READING TEXT.
* START *

[PATCH] Improvements to SSA construction

Quentin Colombet qcolombet at apple.com
Fri Apr 10 09:35:52 PDT 2015


Hi Daniel,

Cameron already committed patch A in r234425.

Cheers,
-Quentin
> On Apr 10, 2015, at 9:21 AM, Daniel Berlin <dberlin at dberlin.org> wrote:
> 
> Just wanted to ask:
> Do you guys want anything else in the way of testing, or is it just
> waiting on one of (Quentin, Chandler) to look at?
> 
> 
> On Mon, Apr 6, 2015 at 9:42 PM, Daniel Berlin <dberlin at dberlin.org> wrote:
>> LGTM algorithmically.
>> 
>> On Mon, Apr 6, 2015 at 6:02 PM, Cameron Zwarich <zwarich at apple.com> wrote:
>>> Thanks. If someone reviews the content of my 'a' patch then I'll land it.
>>> 
>>> Cameron
>>> 
>>>> On Apr 6, 2015, at 4:59 PM, Daniel Berlin <dberlin at dberlin.org> wrote:
>>>> 
>>>> So, to drive worst case behavior (besides all the other testing), i
>>>> wrote the attached to generate ladder graphs of size N, which are the
>>>> worst case for DF/IDF algorithms (N^2)
>>>> 
>>>> If you want perfect ladder looking graphs, you have to use
>>>> -simplifycfg on the result.
>>>> Note: Ladder graphs seems to generate at least n^2 behavior in
>>>> GraphWriter, so using a 50000 rung ladder graph doesn't seem sane with
>>>> -view-cfg.  It doesn't use n^2 memory at least, but i stopped it
>>>> after 15 minutes.
>>>> 
>>>> Anyway, as one might expect, even something like using -domfrontier on
>>>> a 50000 rung ladder graph is not possible.
>>>> 
>>>> The same is true for the algorithm before your patches.
>>>> Before your patches, i stopped it at 5 minutes.
>>>> After your patches, it takes <50ms.
>>>> 
>>>> This is tested with memoryssa, which only builds SSA for one variable,
>>>> and does no pruning, which is very easy to test against.
>>>> It's safe to say "it's always an improvement" there
>>>> 
>>>> For promotememorytoregisters, besides generating code that defeats the
>>>> pruning,  I tested across a ton of different types of code for both of
>>>> these, and can't find a single case where it's slower.
>>>> 
>>>> 
>>>>> On Mon, Apr 6, 2015 at 4:39 PM, Cameron Zwarich <zwarich at apple.com> wrote:
>>>>> How does perf look relative to the current code in the tree?
>>>>> 
>>>>> Cameron
>>>>> 
>>>>>> On Apr 6, 2015, at 3:57 PM, Daniel Berlin <dberlin at dberlin.org> wrote:
>>>>>> 
>>>>>> So, i can't find a testcase up to 100k bb's where *anything* matters
>>>>>> in terms of a vs b.

* END *

WRITTEN PROBLEM A. According to the SSA construction thread, in which revision did Cameron commit patch A?
WRITTEN PROBLEM B. Return the passage of the SSA construction thread starting at "[PATCH] Improvements to" and ending at "A in r234425.", copied word for word.

Position annotation records:
* START *

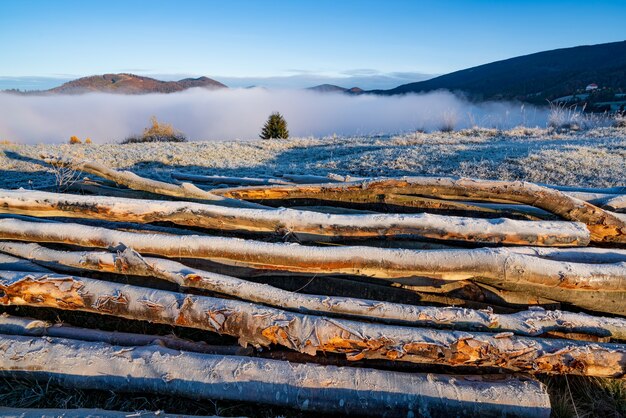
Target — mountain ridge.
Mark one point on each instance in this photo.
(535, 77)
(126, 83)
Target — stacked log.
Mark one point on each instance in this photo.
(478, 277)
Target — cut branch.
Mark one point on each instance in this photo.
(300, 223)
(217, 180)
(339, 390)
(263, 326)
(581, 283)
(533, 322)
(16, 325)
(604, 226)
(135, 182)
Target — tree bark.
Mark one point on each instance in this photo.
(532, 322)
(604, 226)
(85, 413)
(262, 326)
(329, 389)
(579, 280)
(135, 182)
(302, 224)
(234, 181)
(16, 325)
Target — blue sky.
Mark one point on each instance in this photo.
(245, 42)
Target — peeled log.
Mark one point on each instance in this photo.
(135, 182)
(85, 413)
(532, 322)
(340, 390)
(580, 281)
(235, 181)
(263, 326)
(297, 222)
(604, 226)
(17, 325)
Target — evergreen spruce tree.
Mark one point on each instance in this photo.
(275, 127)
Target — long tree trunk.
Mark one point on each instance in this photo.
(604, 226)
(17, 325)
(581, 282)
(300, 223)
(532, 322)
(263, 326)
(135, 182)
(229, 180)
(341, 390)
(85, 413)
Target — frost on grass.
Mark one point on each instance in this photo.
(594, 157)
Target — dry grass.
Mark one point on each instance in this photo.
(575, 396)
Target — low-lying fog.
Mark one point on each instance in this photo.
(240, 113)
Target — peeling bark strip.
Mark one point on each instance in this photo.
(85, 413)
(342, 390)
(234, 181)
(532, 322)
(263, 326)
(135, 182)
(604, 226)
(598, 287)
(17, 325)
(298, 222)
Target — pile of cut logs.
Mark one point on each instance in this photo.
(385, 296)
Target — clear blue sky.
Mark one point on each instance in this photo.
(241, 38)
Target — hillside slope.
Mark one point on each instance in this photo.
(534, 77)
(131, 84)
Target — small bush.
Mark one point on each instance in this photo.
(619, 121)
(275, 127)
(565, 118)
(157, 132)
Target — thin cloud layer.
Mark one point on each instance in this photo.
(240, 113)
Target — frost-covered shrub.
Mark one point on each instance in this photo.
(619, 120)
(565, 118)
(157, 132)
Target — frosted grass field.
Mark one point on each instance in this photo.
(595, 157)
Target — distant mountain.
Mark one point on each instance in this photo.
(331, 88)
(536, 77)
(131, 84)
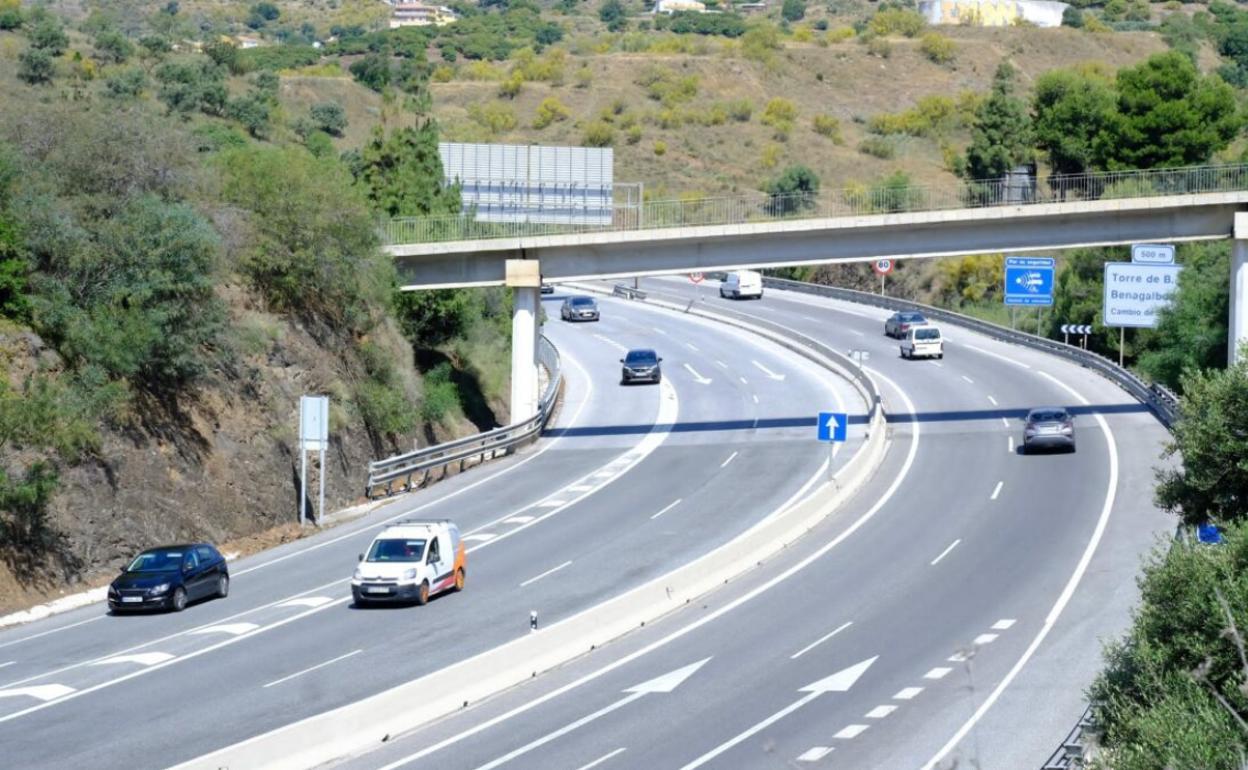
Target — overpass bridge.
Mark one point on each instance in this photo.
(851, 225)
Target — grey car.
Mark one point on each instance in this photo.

* END *

CORRECT RESPONSE A. r234425

CORRECT RESPONSE B.
[PATCH] Improvements to SSA construction

Quentin Colombet qcolombet at apple.com
Fri Apr 10 09:35:52 PDT 2015


Hi Daniel,

Cameron already committed patch A in r234425.